--- Exercise ---
Convert every one of the lines below into a Markdown table with two columns, No. and Line, giving each row a number and omitting blank lines.

╭─ Material for this task

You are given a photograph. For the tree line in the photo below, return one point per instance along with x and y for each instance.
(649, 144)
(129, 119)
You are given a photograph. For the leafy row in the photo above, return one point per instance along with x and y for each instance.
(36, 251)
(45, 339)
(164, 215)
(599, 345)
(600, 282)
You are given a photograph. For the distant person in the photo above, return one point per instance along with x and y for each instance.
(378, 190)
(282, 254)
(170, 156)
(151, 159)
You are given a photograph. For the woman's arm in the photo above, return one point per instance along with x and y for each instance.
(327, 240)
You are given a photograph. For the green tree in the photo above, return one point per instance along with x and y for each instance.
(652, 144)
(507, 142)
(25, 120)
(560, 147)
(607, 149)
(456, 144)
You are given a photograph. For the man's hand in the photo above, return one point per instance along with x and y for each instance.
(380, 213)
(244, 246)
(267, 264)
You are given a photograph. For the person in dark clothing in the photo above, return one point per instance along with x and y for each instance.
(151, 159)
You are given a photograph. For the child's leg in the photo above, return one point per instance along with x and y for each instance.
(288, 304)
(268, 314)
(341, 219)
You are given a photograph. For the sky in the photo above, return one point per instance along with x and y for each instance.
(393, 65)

╰─

--- Correct response ---
| No. | Line |
|---|---|
| 1 | You are given a photograph. For the tree line in the photo below, return one point per instance along with x and y for each instance. |
| 2 | (649, 144) |
| 3 | (129, 119) |
| 4 | You are given a photograph. For the leafy row in the photo above, return one point per instance along with x and y for each instance. |
| 5 | (36, 251) |
| 6 | (45, 339) |
| 7 | (164, 215) |
| 8 | (599, 345) |
| 9 | (600, 282) |
| 10 | You are given a photograph. For the distant person in the photo above, return one point per instance along with x and y for each instance. |
| 11 | (378, 190) |
| 12 | (282, 254) |
| 13 | (170, 156) |
| 14 | (151, 159) |
| 15 | You are given a photograph. For the woman's arm in the photo above, return one point per instance along with x and y for each instance. |
| 16 | (327, 240) |
| 17 | You are given a photograph. For the green tree in the photo above, return one point per instance along with x and y for each instance. |
| 18 | (652, 144) |
| 19 | (507, 142) |
| 20 | (25, 120) |
| 21 | (560, 147) |
| 22 | (607, 149) |
| 23 | (456, 144) |
| 24 | You are given a photograph. For the man's hand in the photo above, return one point per instance along with x and y for each instance. |
| 25 | (380, 213) |
| 26 | (244, 246) |
| 27 | (267, 264) |
| 28 | You are given a photograph. For the person in dark clothing in the photo above, return one point per instance along with x and y for each instance. |
| 29 | (151, 159) |
| 30 | You are given a photograph. For the child's leg in the photo above, return one point per instance along with x and y for each instance. |
| 31 | (288, 304) |
| 32 | (268, 314) |
| 33 | (341, 219) |
| 34 | You are given a photograph. For the sky in the photo above, return one point per instance along with x and y for each instance. |
| 35 | (393, 65) |